RECORDS PROVIDED:
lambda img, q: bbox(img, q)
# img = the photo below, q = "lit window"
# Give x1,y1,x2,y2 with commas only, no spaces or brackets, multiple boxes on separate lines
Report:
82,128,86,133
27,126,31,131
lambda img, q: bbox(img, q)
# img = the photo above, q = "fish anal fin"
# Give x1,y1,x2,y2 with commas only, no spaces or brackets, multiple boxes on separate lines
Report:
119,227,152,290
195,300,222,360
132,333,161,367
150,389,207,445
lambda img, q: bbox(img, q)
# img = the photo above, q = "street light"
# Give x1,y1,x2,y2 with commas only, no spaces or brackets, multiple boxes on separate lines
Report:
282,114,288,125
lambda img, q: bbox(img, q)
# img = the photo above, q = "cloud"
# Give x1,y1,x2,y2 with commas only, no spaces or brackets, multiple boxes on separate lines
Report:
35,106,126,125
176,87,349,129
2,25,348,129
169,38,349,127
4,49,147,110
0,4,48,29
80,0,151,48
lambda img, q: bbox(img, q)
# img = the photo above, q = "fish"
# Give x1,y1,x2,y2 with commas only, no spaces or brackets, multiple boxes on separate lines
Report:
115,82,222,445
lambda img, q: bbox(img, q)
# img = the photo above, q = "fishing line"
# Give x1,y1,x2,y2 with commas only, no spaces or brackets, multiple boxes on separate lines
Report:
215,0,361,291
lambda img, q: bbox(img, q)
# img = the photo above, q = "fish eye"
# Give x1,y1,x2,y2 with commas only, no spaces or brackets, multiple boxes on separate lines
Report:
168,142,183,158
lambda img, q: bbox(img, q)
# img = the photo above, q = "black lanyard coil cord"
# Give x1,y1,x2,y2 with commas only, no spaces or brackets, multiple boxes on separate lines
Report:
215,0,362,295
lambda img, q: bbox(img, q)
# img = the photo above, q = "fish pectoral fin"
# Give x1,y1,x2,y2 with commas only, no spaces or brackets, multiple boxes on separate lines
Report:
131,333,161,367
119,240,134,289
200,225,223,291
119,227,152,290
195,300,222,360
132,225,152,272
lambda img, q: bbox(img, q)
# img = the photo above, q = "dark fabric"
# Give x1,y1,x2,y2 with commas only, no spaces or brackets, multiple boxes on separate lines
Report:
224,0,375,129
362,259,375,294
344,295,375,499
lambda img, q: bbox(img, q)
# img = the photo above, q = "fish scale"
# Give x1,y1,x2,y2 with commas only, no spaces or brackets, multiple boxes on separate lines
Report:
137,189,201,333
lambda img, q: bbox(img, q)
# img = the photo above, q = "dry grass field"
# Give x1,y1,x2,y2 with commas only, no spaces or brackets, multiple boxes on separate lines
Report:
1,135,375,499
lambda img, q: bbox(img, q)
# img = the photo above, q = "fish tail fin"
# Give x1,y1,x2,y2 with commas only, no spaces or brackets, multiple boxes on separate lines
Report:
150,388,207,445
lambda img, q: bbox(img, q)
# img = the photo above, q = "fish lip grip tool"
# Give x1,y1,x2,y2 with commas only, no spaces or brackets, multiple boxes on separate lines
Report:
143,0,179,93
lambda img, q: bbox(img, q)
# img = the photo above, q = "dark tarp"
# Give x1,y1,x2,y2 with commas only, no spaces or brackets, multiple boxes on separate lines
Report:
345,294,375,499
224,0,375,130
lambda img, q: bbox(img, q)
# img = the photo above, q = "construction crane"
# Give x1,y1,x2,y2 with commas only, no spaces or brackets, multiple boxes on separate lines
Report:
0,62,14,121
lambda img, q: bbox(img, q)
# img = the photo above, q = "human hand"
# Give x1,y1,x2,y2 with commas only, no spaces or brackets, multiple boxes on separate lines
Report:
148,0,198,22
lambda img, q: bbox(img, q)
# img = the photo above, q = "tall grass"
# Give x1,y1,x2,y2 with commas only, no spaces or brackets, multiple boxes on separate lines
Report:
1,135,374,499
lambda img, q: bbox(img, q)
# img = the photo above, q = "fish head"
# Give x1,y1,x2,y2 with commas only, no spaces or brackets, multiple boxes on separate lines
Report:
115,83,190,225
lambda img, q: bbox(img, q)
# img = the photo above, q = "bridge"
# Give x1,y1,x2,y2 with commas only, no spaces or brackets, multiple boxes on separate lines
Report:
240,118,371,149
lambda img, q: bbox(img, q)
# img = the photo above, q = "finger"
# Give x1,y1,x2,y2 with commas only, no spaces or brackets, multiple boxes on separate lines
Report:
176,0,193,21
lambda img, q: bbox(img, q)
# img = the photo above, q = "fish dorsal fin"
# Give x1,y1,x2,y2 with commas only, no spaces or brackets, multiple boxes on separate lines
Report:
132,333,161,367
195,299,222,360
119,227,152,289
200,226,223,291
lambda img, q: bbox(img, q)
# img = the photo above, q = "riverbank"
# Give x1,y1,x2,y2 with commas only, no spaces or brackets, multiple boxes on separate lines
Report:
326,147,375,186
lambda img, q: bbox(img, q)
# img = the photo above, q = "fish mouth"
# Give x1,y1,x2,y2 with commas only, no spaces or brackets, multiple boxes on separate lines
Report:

TASK TO CARRY OUT: Return the number of lines in the data above that include the word "dark", and nothing else.

RESPONSE TO THE EXERCISE: 2